» **Work order**: Look through the entries. Copy each line that has the word "distant".

Data records:
=== Section Start ===
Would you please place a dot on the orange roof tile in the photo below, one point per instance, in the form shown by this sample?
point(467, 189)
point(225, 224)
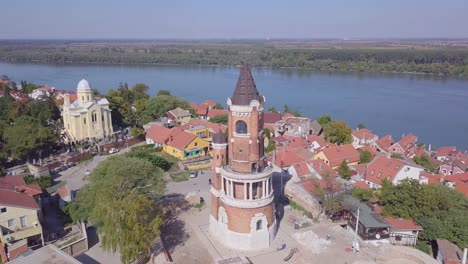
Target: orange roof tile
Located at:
point(322, 168)
point(158, 133)
point(336, 154)
point(381, 168)
point(361, 185)
point(181, 140)
point(301, 168)
point(364, 133)
point(216, 112)
point(385, 142)
point(402, 224)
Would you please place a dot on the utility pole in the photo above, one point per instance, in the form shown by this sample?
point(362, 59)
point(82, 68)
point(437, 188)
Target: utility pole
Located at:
point(355, 233)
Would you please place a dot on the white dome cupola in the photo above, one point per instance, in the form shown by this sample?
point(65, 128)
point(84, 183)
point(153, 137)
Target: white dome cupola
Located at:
point(85, 94)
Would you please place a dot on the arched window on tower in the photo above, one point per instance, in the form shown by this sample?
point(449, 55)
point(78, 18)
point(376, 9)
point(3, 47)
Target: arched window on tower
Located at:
point(241, 127)
point(259, 225)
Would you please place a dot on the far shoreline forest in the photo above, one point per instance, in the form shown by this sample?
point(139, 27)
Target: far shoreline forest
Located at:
point(442, 60)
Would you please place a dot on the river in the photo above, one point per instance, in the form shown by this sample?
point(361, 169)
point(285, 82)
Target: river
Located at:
point(434, 108)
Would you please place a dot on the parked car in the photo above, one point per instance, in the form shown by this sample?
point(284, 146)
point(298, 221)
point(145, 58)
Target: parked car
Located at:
point(113, 150)
point(193, 174)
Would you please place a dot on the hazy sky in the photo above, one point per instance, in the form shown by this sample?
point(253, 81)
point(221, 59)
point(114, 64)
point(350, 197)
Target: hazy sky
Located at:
point(234, 19)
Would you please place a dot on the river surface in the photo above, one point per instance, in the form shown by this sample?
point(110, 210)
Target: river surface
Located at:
point(434, 108)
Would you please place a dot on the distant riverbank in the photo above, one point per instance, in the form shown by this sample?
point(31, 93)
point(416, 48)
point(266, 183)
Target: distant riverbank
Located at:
point(427, 105)
point(441, 61)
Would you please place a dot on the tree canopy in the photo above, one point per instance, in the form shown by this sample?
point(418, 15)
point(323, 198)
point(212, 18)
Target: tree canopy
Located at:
point(119, 200)
point(440, 210)
point(338, 132)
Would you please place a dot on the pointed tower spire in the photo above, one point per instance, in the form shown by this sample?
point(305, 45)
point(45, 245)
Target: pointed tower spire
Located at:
point(246, 90)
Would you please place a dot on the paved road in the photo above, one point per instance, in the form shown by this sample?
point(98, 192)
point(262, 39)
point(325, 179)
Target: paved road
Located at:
point(75, 176)
point(199, 184)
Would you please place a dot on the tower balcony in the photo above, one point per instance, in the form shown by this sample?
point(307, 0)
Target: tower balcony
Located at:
point(257, 173)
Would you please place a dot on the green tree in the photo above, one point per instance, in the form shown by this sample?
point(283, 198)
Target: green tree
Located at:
point(425, 161)
point(43, 181)
point(272, 109)
point(440, 210)
point(27, 136)
point(218, 106)
point(397, 156)
point(221, 119)
point(137, 132)
point(366, 156)
point(344, 170)
point(120, 201)
point(324, 119)
point(338, 132)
=== Section End ===
» **Written solution**:
Would you please place a dot on the distant riverbank in the photo above, one point per instance, in the form shown by this sample?
Target: distant riverbank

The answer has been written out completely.